Exercise goal →
Please copy out every one of the entries below word for word.

>>>

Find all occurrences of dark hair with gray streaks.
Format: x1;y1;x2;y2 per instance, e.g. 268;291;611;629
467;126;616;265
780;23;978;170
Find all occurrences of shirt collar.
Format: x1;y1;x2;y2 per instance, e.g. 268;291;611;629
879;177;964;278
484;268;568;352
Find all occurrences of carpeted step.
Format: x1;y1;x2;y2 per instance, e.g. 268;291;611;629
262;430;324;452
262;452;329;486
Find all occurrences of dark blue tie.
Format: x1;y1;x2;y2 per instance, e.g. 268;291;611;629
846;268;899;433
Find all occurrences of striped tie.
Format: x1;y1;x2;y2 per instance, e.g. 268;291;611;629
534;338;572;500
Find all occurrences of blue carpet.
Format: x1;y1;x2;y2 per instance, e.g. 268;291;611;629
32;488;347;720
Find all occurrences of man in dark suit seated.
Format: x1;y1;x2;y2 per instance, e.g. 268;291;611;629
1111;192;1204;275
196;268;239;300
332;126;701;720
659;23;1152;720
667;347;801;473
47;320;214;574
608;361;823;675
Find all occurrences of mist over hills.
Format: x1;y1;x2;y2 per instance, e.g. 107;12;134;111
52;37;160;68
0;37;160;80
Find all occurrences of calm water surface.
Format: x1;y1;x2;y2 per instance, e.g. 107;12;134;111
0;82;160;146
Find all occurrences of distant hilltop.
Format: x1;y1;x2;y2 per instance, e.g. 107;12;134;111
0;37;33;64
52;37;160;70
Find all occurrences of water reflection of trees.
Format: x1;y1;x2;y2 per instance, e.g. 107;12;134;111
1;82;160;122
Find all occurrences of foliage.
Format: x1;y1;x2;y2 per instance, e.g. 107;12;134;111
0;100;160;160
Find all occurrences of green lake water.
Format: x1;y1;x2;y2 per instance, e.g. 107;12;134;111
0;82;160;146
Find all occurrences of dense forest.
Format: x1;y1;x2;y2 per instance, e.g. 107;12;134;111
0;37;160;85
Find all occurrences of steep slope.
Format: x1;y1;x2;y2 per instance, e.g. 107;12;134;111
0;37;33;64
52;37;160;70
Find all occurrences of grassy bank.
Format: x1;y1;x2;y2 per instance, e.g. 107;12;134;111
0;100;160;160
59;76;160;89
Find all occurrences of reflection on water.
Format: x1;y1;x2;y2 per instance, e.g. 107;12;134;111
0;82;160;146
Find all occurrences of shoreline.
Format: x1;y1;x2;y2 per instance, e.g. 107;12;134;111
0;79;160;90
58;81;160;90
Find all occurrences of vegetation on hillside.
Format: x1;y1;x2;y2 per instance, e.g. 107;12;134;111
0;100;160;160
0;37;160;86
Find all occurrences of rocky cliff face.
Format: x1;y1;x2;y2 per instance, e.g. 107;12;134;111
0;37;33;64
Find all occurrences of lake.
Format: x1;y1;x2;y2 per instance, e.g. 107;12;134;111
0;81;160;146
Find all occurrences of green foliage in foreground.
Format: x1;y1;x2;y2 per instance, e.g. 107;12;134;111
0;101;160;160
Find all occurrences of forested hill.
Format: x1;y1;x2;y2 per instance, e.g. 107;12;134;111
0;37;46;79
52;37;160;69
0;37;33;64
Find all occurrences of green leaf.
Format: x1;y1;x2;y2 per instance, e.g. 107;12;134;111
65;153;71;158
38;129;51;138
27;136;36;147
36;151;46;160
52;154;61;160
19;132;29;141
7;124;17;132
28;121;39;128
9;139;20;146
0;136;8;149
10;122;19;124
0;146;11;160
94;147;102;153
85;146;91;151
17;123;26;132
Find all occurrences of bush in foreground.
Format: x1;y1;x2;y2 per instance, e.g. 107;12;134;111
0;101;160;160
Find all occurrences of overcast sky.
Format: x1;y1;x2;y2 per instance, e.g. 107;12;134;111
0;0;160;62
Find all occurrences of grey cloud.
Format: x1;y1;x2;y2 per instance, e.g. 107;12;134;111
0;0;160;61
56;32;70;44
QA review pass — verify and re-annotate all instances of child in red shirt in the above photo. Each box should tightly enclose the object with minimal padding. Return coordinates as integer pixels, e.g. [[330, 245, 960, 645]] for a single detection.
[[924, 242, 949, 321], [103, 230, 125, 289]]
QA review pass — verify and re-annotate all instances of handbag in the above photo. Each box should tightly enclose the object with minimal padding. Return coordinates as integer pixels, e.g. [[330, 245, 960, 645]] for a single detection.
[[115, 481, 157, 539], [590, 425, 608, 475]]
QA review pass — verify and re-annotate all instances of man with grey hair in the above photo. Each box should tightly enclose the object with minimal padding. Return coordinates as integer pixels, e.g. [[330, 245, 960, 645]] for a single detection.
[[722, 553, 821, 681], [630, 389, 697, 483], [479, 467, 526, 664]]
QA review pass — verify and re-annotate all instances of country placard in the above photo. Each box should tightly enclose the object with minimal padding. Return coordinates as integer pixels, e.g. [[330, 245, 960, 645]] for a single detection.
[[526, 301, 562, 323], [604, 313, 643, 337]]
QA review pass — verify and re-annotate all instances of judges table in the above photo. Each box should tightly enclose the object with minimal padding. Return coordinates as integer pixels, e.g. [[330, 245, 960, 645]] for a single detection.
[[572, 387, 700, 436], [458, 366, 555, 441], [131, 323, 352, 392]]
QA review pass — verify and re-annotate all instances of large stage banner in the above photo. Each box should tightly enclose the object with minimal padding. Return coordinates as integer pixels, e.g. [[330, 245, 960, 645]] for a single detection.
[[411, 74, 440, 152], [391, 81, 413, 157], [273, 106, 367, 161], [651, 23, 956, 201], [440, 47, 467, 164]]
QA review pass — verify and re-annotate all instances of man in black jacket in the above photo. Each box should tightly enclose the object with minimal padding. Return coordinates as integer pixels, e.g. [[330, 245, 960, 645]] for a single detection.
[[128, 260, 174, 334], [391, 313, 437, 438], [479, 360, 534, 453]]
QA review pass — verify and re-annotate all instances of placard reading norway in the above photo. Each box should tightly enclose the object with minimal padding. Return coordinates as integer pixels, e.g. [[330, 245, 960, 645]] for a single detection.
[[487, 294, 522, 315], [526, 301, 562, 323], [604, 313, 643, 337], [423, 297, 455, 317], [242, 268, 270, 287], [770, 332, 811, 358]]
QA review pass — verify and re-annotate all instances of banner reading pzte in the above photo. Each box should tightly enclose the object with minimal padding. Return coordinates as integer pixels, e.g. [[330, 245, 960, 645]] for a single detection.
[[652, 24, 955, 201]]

<<<

Reply →
Find all occurrences of dark hair with gray streaks.
Format: x1;y1;x2;y2 per instance, e.g. 268;291;611;629
467;126;616;265
780;23;978;170
Find all occurrences of shirt collar.
Format: x1;y1;x2;y2 per instance, e.g. 268;291;611;629
879;177;964;278
484;268;568;352
Find all occurrences of carpeted step.
Format: x1;y1;x2;y2 per instance, e.g. 268;291;611;629
262;430;324;452
262;452;329;486
Find all occurrences of dark blue tie.
Format: x1;y1;x2;y2 per instance, e.g. 268;291;611;629
846;268;899;433
Find all occurrences of striped tie.
Format: x1;y1;x2;y2 per instance, e.g. 268;291;611;629
534;338;572;500
Find all occurrences of blue carpet.
Format: x1;y1;x2;y2 per instance, e.g. 268;291;611;629
32;488;347;720
Find all occurrences of man in dark suit seated.
Format: x1;y1;x2;y2 per instance, e.g. 268;291;611;629
1111;192;1204;275
196;268;239;300
332;126;701;720
659;23;1152;720
667;347;801;473
47;320;214;574
608;361;823;675
Find all occurrences of mist over hills.
Format: x1;y1;x2;y2 per instance, e.g. 107;12;134;111
52;37;160;68
0;37;160;80
Find all occurrences of calm water surface.
Format: x1;y1;x2;y2 per instance, e.g. 107;12;134;111
0;82;160;146
Find all occurrences of distant hilltop.
Format: x1;y1;x2;y2 per instance, e.g. 107;12;134;111
0;37;33;64
52;37;160;70
Find all occurrences of water reflection of trees.
Format: x1;y1;x2;y2 per instance, e.g. 107;12;134;111
1;82;160;122
Find all occurrences of foliage.
Format: x1;y1;x2;y2 per instance, e.g. 107;12;134;111
0;100;160;160
Find all occurrences of green lake water.
Format: x1;y1;x2;y2 per instance, e.g. 107;12;134;111
0;82;160;146
Find all occurrences of dense forest.
Format: x1;y1;x2;y2 per instance, e.g. 107;12;134;111
0;37;160;85
Find all occurrences of steep slope.
Format: x1;y1;x2;y2 per instance, e.g. 107;12;134;111
0;37;33;64
52;37;160;70
Find all occurrences of grassy bank.
Format: x1;y1;x2;y2 per instance, e.g. 107;12;134;111
0;100;160;160
59;76;160;89
Find all occurrences of reflection on water.
Format: x1;y1;x2;y2 per instance, e.g. 107;12;134;111
0;82;160;146
Find all occurrences of shoreline.
Format: x1;y1;x2;y2 per instance, e.g. 107;12;134;111
0;79;160;90
58;81;160;90
Find all occurrences of vegetation on hillside.
Format: x1;y1;x2;y2 per instance, e.g. 107;12;134;111
0;100;160;160
0;37;160;86
Find all occurrences of rocky cliff face.
Format: x1;y1;x2;y2 per instance, e.g. 107;12;134;111
0;37;33;64
Find all occurrences of lake.
Format: x1;y1;x2;y2 per instance, e.g. 107;12;134;111
0;81;160;146
Find all occurrences of green foliage in foreground.
Format: x1;y1;x2;y2 per instance, e.g. 107;12;134;111
0;101;160;160
Find all occurrences of forested hill.
Format: x1;y1;x2;y2 per instance, e.g. 107;12;134;111
0;37;46;79
52;37;160;69
0;37;33;64
Find all occurrences of green leaf.
Format: x1;y1;x2;y2 per instance, e.g. 107;12;134;111
65;153;71;158
38;129;51;138
27;136;36;147
36;151;46;160
52;154;61;160
19;132;29;141
7;124;17;132
28;121;39;128
9;139;20;146
0;136;8;149
10;122;19;124
0;146;11;160
94;147;102;153
85;146;91;151
17;123;26;132
Find all occurrences of bush in foreground.
Format: x1;y1;x2;y2 per instance, e.g. 107;12;134;111
0;101;160;160
Find all occurrences of overcast sky.
Format: x1;y1;x2;y2 per instance, e.g. 107;12;134;111
0;0;160;62
Find all occurrences of grey cloud.
Format: x1;y1;x2;y2 per instance, e.g. 107;12;134;111
0;0;160;61
56;32;70;44
QA review pass — verify and re-annotate all instances of child in red shirt in the above photo. Each box should tightly enclose the object with minimal padding. Return coordinates as integer pixels, e.g. [[330, 245, 960, 645]] for a single detection.
[[924, 242, 949, 321], [103, 230, 125, 289]]
QA review pass — verify and re-annotate all instances of handbag in the above photo. Each box should tightly enclose the object with minimal padding. Return coordinates as integer pixels, e.g. [[330, 245, 960, 645]] for a single detection.
[[115, 481, 157, 539], [590, 425, 608, 475]]
QA review pass — verify and re-annotate all instances of man with grey hair in the above photo. Each box should tightly enclose the object with minimal padding. Return coordinates as integer pixels, e.g. [[330, 245, 960, 645]] for a single detection.
[[722, 553, 821, 681], [630, 389, 697, 483], [479, 467, 526, 664]]
QA review pass — verify and re-annotate all instances of country placard in the above photo. Each box should tightly enclose the object with minimal padding. Return coordinates as integer pixels, e.g. [[330, 245, 960, 645]] for a single detection.
[[526, 301, 562, 323], [604, 313, 643, 337]]
QA review pass — verify and re-annotate all instances of judges table in the above photo. Each box should tightly enclose the object with minimal padding. Return coordinates as integer pixels, e.g. [[330, 245, 960, 645]] for a single detection.
[[572, 387, 700, 436], [458, 366, 555, 441], [131, 323, 352, 392]]
QA review pass — verify and re-annotate all instances of large stage banner in the above photo. Each box should tightly enclose the object with minimal padding. Return coordinates as integer pixels, e.g. [[330, 245, 960, 645]] for a single detection.
[[411, 74, 440, 152], [391, 81, 413, 157], [273, 106, 367, 161], [651, 23, 956, 201], [440, 47, 467, 164]]
QA review pass — verify and re-annotate all instances of man in black jacket in the above photo. Each box should tightly enclose the object with minimal padding. Return coordinates as integer pixels, e.g. [[330, 245, 960, 645]] for a single detection.
[[128, 260, 174, 334], [391, 313, 437, 438], [479, 360, 534, 453]]
QA review pass — verify and re-annotate all instances of placard reading norway in the above photo. Each box should tightly enclose the object with minimal padding. Return coordinates as integer pixels, e.g. [[330, 245, 960, 645]] for a single detection.
[[487, 294, 522, 315], [526, 301, 562, 323], [604, 313, 643, 337], [423, 297, 455, 317], [242, 268, 270, 287], [770, 332, 811, 358]]
QA review pass — verify and re-annotate all instances of banner reading pzte in the above photo. Each box should tightly enclose the object with minimal padding. Return coordinates as integer pixels, e.g. [[330, 245, 960, 645]] for a single detection.
[[652, 24, 955, 201]]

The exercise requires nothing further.